— Start —

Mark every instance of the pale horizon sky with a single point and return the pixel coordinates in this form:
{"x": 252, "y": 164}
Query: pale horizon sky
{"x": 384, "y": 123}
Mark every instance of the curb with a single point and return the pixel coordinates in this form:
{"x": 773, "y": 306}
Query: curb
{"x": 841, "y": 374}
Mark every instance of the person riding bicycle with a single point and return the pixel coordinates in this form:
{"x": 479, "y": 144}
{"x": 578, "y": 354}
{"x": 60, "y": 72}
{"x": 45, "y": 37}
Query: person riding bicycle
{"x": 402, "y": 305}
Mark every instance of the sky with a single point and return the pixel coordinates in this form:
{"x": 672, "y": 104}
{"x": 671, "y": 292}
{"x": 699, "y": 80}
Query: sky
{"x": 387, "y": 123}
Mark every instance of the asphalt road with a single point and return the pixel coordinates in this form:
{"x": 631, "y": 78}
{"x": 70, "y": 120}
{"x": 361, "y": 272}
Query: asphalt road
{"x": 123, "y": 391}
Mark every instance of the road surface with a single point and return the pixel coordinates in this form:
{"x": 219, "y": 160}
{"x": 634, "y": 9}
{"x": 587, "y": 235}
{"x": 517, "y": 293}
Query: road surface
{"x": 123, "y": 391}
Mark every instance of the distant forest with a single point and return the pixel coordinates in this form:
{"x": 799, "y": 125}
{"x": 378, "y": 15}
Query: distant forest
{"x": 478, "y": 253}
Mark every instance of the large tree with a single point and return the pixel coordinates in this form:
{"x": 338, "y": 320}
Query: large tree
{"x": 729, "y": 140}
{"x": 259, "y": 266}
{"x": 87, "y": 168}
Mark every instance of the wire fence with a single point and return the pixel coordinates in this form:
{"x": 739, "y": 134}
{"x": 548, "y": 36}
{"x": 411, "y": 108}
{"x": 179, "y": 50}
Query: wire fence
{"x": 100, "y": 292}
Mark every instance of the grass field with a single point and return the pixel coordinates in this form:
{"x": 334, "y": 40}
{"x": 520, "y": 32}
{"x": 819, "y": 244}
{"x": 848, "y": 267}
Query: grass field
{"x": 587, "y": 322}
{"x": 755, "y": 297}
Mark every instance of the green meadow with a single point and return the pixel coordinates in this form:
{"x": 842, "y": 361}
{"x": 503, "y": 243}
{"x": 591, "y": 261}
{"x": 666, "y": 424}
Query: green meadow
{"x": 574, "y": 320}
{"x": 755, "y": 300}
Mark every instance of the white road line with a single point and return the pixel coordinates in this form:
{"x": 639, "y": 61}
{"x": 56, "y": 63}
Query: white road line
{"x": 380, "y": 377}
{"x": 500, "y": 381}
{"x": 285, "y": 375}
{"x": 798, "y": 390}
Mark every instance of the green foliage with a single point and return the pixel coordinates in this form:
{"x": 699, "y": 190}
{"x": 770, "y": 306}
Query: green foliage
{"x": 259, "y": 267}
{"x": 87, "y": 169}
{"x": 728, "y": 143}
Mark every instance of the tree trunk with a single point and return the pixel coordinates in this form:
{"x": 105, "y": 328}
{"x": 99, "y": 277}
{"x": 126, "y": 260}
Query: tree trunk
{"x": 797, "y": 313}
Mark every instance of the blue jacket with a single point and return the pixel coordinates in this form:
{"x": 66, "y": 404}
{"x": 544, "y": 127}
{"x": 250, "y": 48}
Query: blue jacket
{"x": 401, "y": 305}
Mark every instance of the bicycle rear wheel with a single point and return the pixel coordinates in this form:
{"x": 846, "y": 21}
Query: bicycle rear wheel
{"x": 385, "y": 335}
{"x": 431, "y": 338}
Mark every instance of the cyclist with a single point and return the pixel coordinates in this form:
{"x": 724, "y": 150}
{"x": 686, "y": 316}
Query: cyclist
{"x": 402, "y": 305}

— End —

- [EXERCISE TASK]:
Rewrite the records from the line containing "Mark every instance of the cyclist" through the final line, replacing "cyclist" with "bicyclist" and leaving everything else unchanged.

- [EXERCISE RESULT]:
Mark every instance of the bicyclist with a single point and return the pixel coordinates in this form:
{"x": 724, "y": 150}
{"x": 686, "y": 316}
Query: bicyclist
{"x": 402, "y": 305}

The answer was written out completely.